(TASK MATERIAL):
## BEGIN
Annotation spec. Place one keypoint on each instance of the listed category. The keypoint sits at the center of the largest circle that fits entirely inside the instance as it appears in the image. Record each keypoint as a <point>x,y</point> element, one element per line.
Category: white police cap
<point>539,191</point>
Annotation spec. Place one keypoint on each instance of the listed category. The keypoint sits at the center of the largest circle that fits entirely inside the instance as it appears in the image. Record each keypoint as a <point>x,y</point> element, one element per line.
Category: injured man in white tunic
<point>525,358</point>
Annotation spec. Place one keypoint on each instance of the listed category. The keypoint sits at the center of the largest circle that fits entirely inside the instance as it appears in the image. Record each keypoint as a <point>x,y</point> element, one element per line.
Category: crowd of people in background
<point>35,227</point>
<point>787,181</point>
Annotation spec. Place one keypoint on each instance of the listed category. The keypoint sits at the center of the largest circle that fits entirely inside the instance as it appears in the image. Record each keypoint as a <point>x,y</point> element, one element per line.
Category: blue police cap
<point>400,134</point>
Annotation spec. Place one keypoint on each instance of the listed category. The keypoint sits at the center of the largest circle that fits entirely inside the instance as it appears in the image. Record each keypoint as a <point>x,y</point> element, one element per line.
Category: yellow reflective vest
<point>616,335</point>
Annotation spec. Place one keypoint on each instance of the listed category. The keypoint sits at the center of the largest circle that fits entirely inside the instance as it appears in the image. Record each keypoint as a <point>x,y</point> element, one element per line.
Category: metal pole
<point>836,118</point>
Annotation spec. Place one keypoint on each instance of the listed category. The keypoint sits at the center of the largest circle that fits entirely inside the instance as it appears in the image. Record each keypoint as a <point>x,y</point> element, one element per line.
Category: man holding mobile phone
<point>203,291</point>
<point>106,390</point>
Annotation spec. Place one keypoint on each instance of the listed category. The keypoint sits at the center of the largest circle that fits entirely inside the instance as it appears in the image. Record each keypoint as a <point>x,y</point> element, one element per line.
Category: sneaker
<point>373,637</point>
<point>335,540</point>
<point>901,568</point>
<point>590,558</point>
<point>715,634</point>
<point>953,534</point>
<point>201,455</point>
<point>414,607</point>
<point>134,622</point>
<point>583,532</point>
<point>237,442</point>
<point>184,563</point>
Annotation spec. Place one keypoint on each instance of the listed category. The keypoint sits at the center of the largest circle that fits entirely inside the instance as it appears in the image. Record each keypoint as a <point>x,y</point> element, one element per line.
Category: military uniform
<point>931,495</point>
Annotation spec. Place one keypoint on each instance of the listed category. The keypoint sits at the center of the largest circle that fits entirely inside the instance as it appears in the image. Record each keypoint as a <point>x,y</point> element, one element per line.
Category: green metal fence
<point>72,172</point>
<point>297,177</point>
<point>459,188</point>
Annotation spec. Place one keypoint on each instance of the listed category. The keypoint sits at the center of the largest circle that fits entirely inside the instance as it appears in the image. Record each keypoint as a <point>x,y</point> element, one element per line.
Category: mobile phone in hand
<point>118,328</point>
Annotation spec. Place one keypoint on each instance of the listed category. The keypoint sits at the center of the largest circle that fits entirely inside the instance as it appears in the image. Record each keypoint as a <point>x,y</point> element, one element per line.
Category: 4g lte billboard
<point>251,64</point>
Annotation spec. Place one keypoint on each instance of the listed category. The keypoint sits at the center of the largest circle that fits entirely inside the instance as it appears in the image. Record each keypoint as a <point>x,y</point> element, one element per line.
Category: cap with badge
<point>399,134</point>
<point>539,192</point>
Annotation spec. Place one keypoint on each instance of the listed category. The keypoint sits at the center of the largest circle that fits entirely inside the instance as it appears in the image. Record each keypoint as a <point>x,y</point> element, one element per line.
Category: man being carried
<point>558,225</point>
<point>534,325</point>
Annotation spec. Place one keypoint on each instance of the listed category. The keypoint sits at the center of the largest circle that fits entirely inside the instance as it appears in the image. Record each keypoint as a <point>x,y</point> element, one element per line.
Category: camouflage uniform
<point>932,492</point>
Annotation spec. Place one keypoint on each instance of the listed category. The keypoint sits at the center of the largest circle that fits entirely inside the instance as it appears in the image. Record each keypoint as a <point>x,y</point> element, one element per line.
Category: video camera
## END
(WHAT YOU ARE ASKED TO DO): Give an exact copy of all the data shown above.

(CORRECT ANSWER):
Annotation spec. Place one keypoint on each instance of the listed category. The keypoint sits at the center of the largest circle that fits entirely inside the instance as it appears in the image. Record each keypoint as a <point>x,y</point> element, one element per line.
Category: white police cap
<point>539,191</point>
Annotation spec. Place one keypoint on each instance of the listed category. The keypoint sits at the center of the largest circle that fits entirely inside the instance as it appears in the image. Record each keypoint as a <point>x,y</point> element, one element per line.
Category: injured man in white tunic
<point>525,358</point>
Annotation spec. Place one keypoint on each instance of the listed category. The keypoint sits at the center of the largest circle that fits entirely inside the instance as it appears in the image. Record each keypoint as a <point>x,y</point> element, one element per line.
Category: crowd of people in background
<point>35,227</point>
<point>787,181</point>
Annotation spec. Place one keypoint on each instance of the listed category. The keypoint sits at the center of the largest circle that fits entirely inside the instance as it appears in the image. Record each keypoint as a <point>x,y</point> element, one element per line.
Category: blue police cap
<point>400,134</point>
Annotation spec. Place one keypoint on each instance of the listed category. The keypoint sits at the center of the largest circle that fits entirely inside the instance as it appears in the image. Record each keypoint as a <point>x,y</point> element, one element per line.
Category: yellow reflective vest
<point>616,335</point>
Annotation spec. Place one keypoint on each instance of the listed category. The keypoint sits at the center of the largest circle that fits entirely inside the instance as it appears in the image. Record each keypoint as a <point>x,y</point> element, one element per line.
Category: metal pole
<point>836,118</point>
Annotation spec. Place one keypoint on each instance of the listed category. The keypoint sits at the center of the largest circle that fits entirely inside the instance as it appears in the image. Record each keypoint as a <point>x,y</point> element, one element per line.
Category: man holding mobile phone
<point>203,291</point>
<point>106,390</point>
Annotation spec. Place one keypoint on each instance of the listed category. The keypoint sits at the center of the largest circle that fits entirely inside the instance as it appears in the image. Record each keypoint as a <point>x,y</point> element, one element per line.
Category: sneaker
<point>373,637</point>
<point>335,540</point>
<point>901,568</point>
<point>590,558</point>
<point>715,634</point>
<point>953,534</point>
<point>201,455</point>
<point>414,607</point>
<point>134,622</point>
<point>583,532</point>
<point>237,442</point>
<point>184,563</point>
Annotation spec. Place one keypoint on each instance of the listed category. The keypoint sits at the center of the largest circle that fits entirely inside the instance as it appears in the image. Record each keypoint as a <point>x,y</point> element, one element per line.
Category: military uniform
<point>931,495</point>
Annotation spec. Place one keypoint on each instance of the listed category. The keypoint sits at the center of the largest circle that fits entirely inside the instance as it appears in the image. Record each keypoint as a <point>x,y</point> element, one element per line.
Category: green metal fence
<point>72,172</point>
<point>297,177</point>
<point>459,188</point>
Annotation spec. Place one keypoint on each instance of the listed category. The keypoint sits at the center of the largest circle that fits entirely inside the instance as it appears in the image. Record each keypoint as a <point>x,y</point> element, one element per line.
Category: mobile phone in hand
<point>118,328</point>
Annotation spec. Place one keypoint on each instance of the listed category. The keypoint sits at the center of the largest circle that fits entirely inside the instance as it appears in the image. Record each keypoint as a <point>x,y</point> element, one element per line.
Category: 4g lte billboard
<point>251,64</point>
Annotation spec. Place one keypoint on each instance of the listed category. The keypoint sits at the center of the largest circle that fits entirely inside the instance as it appears in the image. Record each keypoint as a <point>x,y</point> element, one element per line.
Category: cap with badge
<point>399,134</point>
<point>539,192</point>
Annotation spec. Place one keypoint on each instance of the listed category. The keypoint sits at the center of the largest circle that fits entirely inside the instance as it appears in the image. Record each keypoint as a <point>x,y</point> element, one element per line.
Category: man being carried
<point>558,225</point>
<point>534,325</point>
Annotation spec. Place one keypoint on each instance of the listed category. The keypoint sits at the center of the largest circle that fits entirely inside the instance as it appears in the image. Record each keypoint as a <point>x,y</point> element, one element per line.
Category: camouflage uniform
<point>932,492</point>
Annotation spec. Place one keypoint on each instance of the listed category. The keypoint sits at the center of the largest circle that fits entirely inside the instance as it appears in the image. Record each keypoint as a <point>x,y</point> element, one element per line.
Category: video camera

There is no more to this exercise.